--- Input records Enclosed Below ---
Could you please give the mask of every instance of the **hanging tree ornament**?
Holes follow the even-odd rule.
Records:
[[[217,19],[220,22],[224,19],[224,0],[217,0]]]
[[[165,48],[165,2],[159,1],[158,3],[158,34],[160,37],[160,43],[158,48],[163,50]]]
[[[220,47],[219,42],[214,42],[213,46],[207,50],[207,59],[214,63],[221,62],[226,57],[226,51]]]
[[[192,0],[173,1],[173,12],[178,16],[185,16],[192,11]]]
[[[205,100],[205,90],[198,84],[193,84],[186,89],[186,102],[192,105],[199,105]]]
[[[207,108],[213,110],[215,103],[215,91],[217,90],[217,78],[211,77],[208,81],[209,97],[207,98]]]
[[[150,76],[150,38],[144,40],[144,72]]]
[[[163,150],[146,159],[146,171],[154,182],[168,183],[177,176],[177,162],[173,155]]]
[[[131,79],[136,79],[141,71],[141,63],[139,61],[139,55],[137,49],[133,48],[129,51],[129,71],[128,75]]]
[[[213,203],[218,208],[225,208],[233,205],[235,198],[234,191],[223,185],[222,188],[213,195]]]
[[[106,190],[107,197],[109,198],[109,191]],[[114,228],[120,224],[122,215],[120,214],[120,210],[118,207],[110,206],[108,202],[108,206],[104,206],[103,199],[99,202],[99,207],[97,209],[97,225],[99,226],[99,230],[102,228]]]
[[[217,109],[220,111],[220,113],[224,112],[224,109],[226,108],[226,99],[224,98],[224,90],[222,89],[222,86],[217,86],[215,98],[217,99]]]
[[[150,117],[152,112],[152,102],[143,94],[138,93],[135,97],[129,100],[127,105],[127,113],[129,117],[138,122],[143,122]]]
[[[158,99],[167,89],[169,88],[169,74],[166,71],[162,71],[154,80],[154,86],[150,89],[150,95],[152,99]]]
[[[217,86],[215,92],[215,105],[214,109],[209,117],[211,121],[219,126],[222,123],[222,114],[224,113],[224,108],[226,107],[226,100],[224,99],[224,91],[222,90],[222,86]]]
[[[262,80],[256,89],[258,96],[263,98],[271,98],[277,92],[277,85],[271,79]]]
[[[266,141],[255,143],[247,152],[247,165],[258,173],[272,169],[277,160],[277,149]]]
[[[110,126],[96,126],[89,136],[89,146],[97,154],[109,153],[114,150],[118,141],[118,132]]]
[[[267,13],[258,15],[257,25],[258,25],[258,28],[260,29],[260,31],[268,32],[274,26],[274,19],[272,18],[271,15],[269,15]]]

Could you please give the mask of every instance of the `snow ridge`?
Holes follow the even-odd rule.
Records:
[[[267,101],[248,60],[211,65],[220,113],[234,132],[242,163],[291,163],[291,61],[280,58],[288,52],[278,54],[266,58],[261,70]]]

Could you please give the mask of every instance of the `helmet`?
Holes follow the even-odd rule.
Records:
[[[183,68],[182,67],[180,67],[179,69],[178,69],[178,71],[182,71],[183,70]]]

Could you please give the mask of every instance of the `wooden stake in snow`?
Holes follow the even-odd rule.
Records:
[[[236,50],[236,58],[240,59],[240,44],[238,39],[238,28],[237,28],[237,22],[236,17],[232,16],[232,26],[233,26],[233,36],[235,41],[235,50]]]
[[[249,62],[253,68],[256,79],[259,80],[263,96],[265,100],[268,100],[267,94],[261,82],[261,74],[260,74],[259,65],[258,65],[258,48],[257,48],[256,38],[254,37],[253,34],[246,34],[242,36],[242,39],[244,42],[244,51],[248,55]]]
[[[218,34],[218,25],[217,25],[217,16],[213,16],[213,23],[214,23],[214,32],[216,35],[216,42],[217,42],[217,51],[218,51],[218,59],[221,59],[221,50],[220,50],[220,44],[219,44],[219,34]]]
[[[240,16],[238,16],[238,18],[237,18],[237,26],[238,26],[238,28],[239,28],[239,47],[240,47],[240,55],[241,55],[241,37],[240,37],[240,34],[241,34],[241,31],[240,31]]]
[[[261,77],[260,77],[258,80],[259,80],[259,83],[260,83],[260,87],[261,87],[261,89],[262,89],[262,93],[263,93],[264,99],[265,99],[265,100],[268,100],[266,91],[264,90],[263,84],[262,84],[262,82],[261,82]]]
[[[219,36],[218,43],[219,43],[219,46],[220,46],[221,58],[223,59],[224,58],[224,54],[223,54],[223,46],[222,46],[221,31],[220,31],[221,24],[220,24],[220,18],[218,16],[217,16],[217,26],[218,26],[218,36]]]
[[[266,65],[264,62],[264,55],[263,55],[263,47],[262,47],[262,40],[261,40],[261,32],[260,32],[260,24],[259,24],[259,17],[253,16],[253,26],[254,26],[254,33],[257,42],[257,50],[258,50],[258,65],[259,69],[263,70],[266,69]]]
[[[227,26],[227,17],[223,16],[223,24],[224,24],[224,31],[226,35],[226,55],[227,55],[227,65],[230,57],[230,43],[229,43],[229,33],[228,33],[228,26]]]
--- End of Enclosed Input records ---
Work instructions: The full data must appear again, retyped in every detail.

Response area:
Could you please give the mask of every instance of the **hanging tree ornament**?
Holes follow the even-odd rule.
Records:
[[[217,19],[220,22],[224,19],[224,0],[217,0]]]
[[[165,48],[165,2],[159,1],[158,3],[158,34],[160,37],[160,43],[158,48],[163,50]]]
[[[220,47],[219,42],[214,42],[213,46],[207,50],[207,59],[214,63],[221,62],[226,57],[226,51]]]
[[[192,0],[173,1],[173,12],[178,16],[185,16],[192,11]]]
[[[205,100],[205,90],[198,84],[193,84],[186,89],[186,102],[192,105],[199,105]]]
[[[207,108],[213,110],[215,103],[215,91],[217,90],[217,78],[211,77],[208,81],[209,97],[207,98]]]
[[[150,76],[150,38],[144,40],[144,72]]]
[[[163,150],[146,159],[146,171],[154,182],[168,183],[177,176],[177,162],[173,155]]]
[[[131,79],[136,79],[141,71],[141,63],[139,61],[139,55],[137,49],[133,48],[129,51],[129,71],[128,75]]]
[[[213,203],[218,208],[225,208],[233,205],[235,198],[234,191],[223,185],[222,188],[213,195]]]
[[[106,190],[107,197],[109,198],[109,191]],[[114,228],[120,224],[122,215],[120,214],[120,210],[118,207],[110,206],[108,202],[108,206],[104,206],[103,199],[99,202],[99,207],[97,209],[97,225],[99,226],[99,230],[102,228]]]
[[[217,109],[220,111],[220,113],[224,112],[224,109],[226,108],[226,99],[224,98],[224,90],[222,89],[222,86],[217,86],[215,98],[217,99]]]
[[[150,117],[152,112],[152,102],[143,94],[138,93],[135,97],[129,100],[127,105],[127,113],[129,117],[138,122],[143,122]]]
[[[158,99],[167,89],[169,88],[169,74],[166,71],[162,71],[154,80],[154,86],[150,89],[150,95],[152,99]]]
[[[217,86],[215,92],[215,105],[214,109],[209,117],[211,121],[219,126],[222,123],[222,114],[224,113],[224,108],[226,107],[226,100],[224,99],[224,91],[222,90],[222,86]]]
[[[262,80],[256,89],[258,96],[263,98],[271,98],[277,92],[277,85],[271,79]]]
[[[266,141],[255,143],[247,152],[247,165],[258,173],[272,169],[277,160],[277,149]]]
[[[110,126],[96,126],[89,136],[89,146],[97,154],[109,153],[114,150],[118,141],[118,132]]]
[[[267,13],[258,15],[257,25],[258,25],[258,28],[260,29],[260,31],[268,32],[274,26],[274,19],[272,18],[271,15],[269,15]]]

Could you please give the mask of every instance of the `snow ridge`?
Holes follow the even-odd rule.
Records:
[[[267,101],[248,60],[211,65],[220,113],[234,132],[242,163],[291,163],[291,61],[280,58],[288,52],[278,54],[266,58],[261,70]]]

Could you please give the mask of every instance of the `helmet`?
Holes follow the even-odd rule.
Records:
[[[183,68],[182,67],[180,67],[179,69],[178,69],[178,71],[182,71],[183,70]]]

Could you please give the mask of every instance of the `wooden stake in snow`?
Holes follow the even-odd rule.
Records:
[[[236,50],[236,58],[240,59],[240,44],[238,39],[238,28],[237,28],[237,22],[236,17],[232,16],[232,26],[233,26],[233,36],[235,41],[235,50]]]
[[[249,62],[253,68],[256,79],[259,80],[263,96],[265,100],[268,100],[267,94],[261,82],[261,74],[260,74],[259,65],[258,65],[258,48],[257,48],[256,38],[254,37],[253,34],[246,34],[242,36],[242,39],[244,42],[244,51],[248,55]]]
[[[218,34],[218,25],[217,25],[217,16],[213,16],[213,23],[214,23],[214,32],[216,35],[216,42],[217,42],[217,51],[218,51],[218,59],[221,59],[221,50],[220,50],[220,44],[219,44],[219,34]]]
[[[240,16],[238,16],[238,18],[237,18],[237,26],[238,26],[238,28],[239,28],[239,47],[240,47],[240,55],[241,55],[241,37],[240,37],[240,34],[241,34],[241,31],[240,31]]]
[[[261,77],[260,77],[258,80],[259,80],[259,83],[260,83],[260,87],[261,87],[261,89],[262,89],[262,93],[263,93],[264,99],[265,99],[265,100],[268,100],[266,91],[264,90],[263,84],[262,84],[262,82],[261,82]]]
[[[219,36],[218,43],[219,43],[219,46],[220,46],[221,58],[223,59],[224,58],[224,54],[223,54],[223,46],[222,46],[221,31],[220,31],[221,24],[220,24],[220,18],[218,16],[217,16],[217,26],[218,26],[218,36]]]
[[[266,65],[264,62],[264,55],[263,55],[263,47],[262,47],[262,40],[261,40],[261,32],[260,32],[260,24],[259,24],[259,17],[253,16],[253,26],[254,26],[254,33],[257,42],[257,50],[258,50],[258,65],[259,69],[263,70],[266,69]]]
[[[227,26],[227,17],[223,16],[223,24],[224,24],[224,31],[226,35],[226,55],[227,55],[227,65],[230,57],[230,43],[229,43],[229,33],[228,33],[228,26]]]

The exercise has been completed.